What is being asked => Transcribe all of the entries below exactly. Leave out the pictures.

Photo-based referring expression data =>
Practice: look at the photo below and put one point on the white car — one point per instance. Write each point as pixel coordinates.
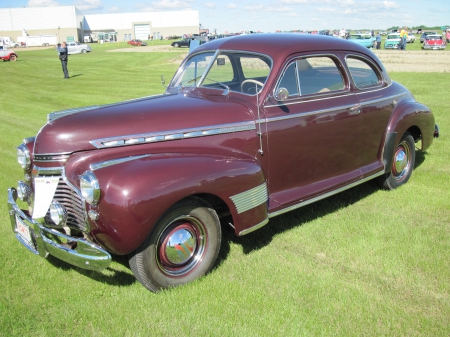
(77, 48)
(411, 38)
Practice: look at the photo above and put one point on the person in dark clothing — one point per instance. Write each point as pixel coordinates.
(64, 57)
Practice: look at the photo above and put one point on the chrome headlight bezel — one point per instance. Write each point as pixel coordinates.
(23, 156)
(90, 187)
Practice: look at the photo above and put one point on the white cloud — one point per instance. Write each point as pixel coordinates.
(171, 4)
(86, 5)
(42, 3)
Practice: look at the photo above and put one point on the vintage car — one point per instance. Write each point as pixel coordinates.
(249, 128)
(137, 43)
(411, 38)
(77, 48)
(392, 41)
(424, 35)
(436, 42)
(365, 40)
(7, 54)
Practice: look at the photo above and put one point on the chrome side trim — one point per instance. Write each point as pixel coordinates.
(250, 199)
(107, 163)
(49, 157)
(172, 135)
(45, 171)
(254, 228)
(323, 196)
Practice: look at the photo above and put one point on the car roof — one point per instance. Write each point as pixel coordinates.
(281, 45)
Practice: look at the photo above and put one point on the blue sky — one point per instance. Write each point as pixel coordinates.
(272, 15)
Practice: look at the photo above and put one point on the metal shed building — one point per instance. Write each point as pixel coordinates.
(65, 21)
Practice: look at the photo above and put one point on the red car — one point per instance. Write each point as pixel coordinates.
(434, 42)
(137, 43)
(250, 127)
(7, 55)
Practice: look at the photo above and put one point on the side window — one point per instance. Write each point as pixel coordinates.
(319, 74)
(363, 74)
(289, 80)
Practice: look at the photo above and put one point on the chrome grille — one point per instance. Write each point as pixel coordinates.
(73, 203)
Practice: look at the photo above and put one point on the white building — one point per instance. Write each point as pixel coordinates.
(67, 23)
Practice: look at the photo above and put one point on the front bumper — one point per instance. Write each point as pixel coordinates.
(46, 241)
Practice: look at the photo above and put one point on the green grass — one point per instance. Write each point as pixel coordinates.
(364, 262)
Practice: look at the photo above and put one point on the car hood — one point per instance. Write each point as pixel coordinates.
(83, 129)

Solution for this exercise =>
Practice: look at the photo below and put one point on the white car — one point per instance. Write each point as pixel coordinates.
(77, 48)
(411, 38)
Practice: look at the photo above and put one point on the person in dark clothing — one point per instance. Write each point as pixel coordinates.
(64, 57)
Practice: look at the photo above and put one point on the chrome headlight bezel — one point per instance. Write each point as pixel coordinates.
(23, 156)
(90, 187)
Practice: look at the photo above and put one point on the white cloud — one point per instance. Write each point as pixel coordinates.
(171, 4)
(86, 5)
(42, 3)
Practice: look at the photo above and put one point on the vintage car — one point per instance. Write each point as pixel coordinates.
(249, 128)
(137, 43)
(411, 38)
(77, 48)
(392, 41)
(424, 35)
(436, 42)
(365, 40)
(7, 54)
Practice: look at the photo above and put one point on the chrome side trim — one point per instance. Write each point as pixel coordinates.
(250, 199)
(107, 163)
(49, 157)
(172, 135)
(45, 171)
(254, 228)
(323, 196)
Practice: look at the photo above and put one point on the car roof — one point per instance. Write each point as pixel coordinates.
(281, 45)
Practice: look at the photo above and put one point on the blue sky — one point per instance. Write each point as pixel coordinates.
(272, 15)
Practice: look at the photo above and put one point on the metal shed building — one point per instance. Write each point as pixel coordinates.
(65, 21)
Practice: look at the photo above and put one point on the red car — one point per instance. Write each point as pixel coordinates.
(434, 42)
(137, 43)
(250, 127)
(7, 55)
Practice: look at the photo above and put one point on the side window — one point per instance. Write each point as pixel coordinates.
(319, 74)
(363, 74)
(289, 80)
Practice: look at the photo above and put one point on the chrome grille — one point per instance. Write each point as pixel coordinates.
(73, 203)
Practice: look at the photo above and put one point on the white building — one point per instance. Write each point as pixel coordinates.
(67, 23)
Practice: look at the photo above and put one point on the front bumper — one point per instance. Write each point as pixel coordinates.
(46, 241)
Practice: look at the photo above and put one point on the green grass — one point per instance. Write each point as pixel coordinates.
(364, 262)
Practice: look at the photo above and put one point on the car hood — one point per instance. Write each point as pixel coordinates.
(83, 129)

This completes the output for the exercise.